> **Directive**
Word for word, transcribe the lines from the one containing "Can you see the man wearing straw" through the end of the entries, both included, and nothing else.

Location identification entries
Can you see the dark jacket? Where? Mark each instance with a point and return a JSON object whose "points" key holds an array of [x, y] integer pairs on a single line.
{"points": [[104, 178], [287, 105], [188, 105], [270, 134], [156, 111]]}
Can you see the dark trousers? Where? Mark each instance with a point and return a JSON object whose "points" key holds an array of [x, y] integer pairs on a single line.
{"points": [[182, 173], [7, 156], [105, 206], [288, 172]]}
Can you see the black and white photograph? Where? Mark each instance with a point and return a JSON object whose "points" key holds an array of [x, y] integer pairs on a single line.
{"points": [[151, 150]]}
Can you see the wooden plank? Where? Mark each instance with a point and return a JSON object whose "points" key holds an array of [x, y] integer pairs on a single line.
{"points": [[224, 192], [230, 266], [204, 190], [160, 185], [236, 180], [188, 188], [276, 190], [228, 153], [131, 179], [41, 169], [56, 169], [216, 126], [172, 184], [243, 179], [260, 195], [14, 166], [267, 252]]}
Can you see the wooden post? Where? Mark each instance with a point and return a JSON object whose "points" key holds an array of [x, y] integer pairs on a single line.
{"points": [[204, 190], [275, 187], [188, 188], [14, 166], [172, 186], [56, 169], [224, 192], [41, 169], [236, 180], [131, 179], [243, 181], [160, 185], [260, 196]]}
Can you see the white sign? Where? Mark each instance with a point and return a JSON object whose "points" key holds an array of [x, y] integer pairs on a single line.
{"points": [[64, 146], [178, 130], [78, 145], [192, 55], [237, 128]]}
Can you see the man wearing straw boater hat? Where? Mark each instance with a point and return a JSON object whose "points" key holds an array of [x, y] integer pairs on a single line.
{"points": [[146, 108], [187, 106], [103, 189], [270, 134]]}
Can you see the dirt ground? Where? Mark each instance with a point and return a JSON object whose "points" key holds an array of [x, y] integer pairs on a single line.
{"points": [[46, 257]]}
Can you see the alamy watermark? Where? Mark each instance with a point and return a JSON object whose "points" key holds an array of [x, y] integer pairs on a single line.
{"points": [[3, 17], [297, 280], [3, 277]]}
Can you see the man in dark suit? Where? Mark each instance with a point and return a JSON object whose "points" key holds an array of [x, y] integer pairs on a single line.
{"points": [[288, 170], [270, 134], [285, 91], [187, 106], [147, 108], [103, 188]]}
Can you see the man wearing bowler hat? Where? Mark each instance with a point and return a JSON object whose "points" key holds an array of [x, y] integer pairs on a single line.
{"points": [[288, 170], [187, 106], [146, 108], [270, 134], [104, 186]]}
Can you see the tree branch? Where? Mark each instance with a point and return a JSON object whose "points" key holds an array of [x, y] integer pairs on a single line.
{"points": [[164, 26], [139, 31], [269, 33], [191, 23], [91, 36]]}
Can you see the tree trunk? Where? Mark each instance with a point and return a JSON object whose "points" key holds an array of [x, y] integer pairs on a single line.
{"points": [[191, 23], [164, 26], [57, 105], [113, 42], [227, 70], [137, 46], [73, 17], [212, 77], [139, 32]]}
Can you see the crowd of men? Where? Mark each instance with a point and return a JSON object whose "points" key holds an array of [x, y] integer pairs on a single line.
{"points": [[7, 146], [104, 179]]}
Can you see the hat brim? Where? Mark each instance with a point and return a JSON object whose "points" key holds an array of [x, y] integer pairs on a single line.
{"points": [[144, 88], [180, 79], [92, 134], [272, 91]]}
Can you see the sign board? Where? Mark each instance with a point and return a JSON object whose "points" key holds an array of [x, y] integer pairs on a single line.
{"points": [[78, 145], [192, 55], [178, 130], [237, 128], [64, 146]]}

> **Expected answer**
Can you see the man wearing straw boater hat? Where? Mark each instance with a point and return a JSON object whose "points" key holds an array of [x, y] integer pairs on a single line.
{"points": [[146, 108], [187, 106], [103, 189], [270, 134]]}
Can you see the dirt ground? Where? Mark each instance with a point and return a JSON object whose "points" key holds an array of [x, y] integer pairs on a single line.
{"points": [[46, 257]]}
Can you see the alamy watermark? Where? Mark each instance with a point and return a JSON object whose "points" key holds an array of [x, y] integer pairs on a single line.
{"points": [[3, 17], [297, 280], [3, 277]]}
Can you see the man in dark suit? Where? Mark each instance with a point and return a JSON object whose "points" key holds an array of [x, y] integer pairs on a single line.
{"points": [[288, 170], [270, 134], [285, 91], [187, 106], [147, 108], [103, 188]]}
Can you see the man wearing bowler hat? Where? Mark each instance with a point and return a JSON object whose "points" key holds an array of [x, y] integer pairs on a single line.
{"points": [[288, 170], [187, 106], [146, 108], [270, 134], [104, 186]]}
Can you see the tree branch? Where? Mark each instance with a point and return a JSON object whose "points" key holds an array of [x, y] integer pairs on a single line.
{"points": [[164, 26], [139, 31], [269, 33], [191, 23], [91, 36]]}
Can you see the tree trunk? Where? Mark each instance with a point and return a JSON object whose "points" key holds an array of [x, y] integer pairs on a single line.
{"points": [[191, 23], [164, 26], [57, 105], [113, 42], [227, 70], [137, 46], [73, 17], [212, 77], [139, 32]]}
Can you see the crowd of men? Where? Mark each instance with a point and return a JSON object whose "points" key holds an array of [x, y] integer pairs on a single line.
{"points": [[7, 146], [104, 179]]}
Can you see the hat brim? Where? Mark each instance with a point and return a JSON object whose "points" key holds an array of [x, y] integer pairs on a single line.
{"points": [[144, 88], [180, 79], [92, 134], [272, 91]]}
Can you see the sign board? Where? Mark each instance with a point and return a JSON object whose "points" key holds an array of [x, y] integer pairs on a single line.
{"points": [[78, 145], [192, 55], [178, 130], [237, 128], [64, 146]]}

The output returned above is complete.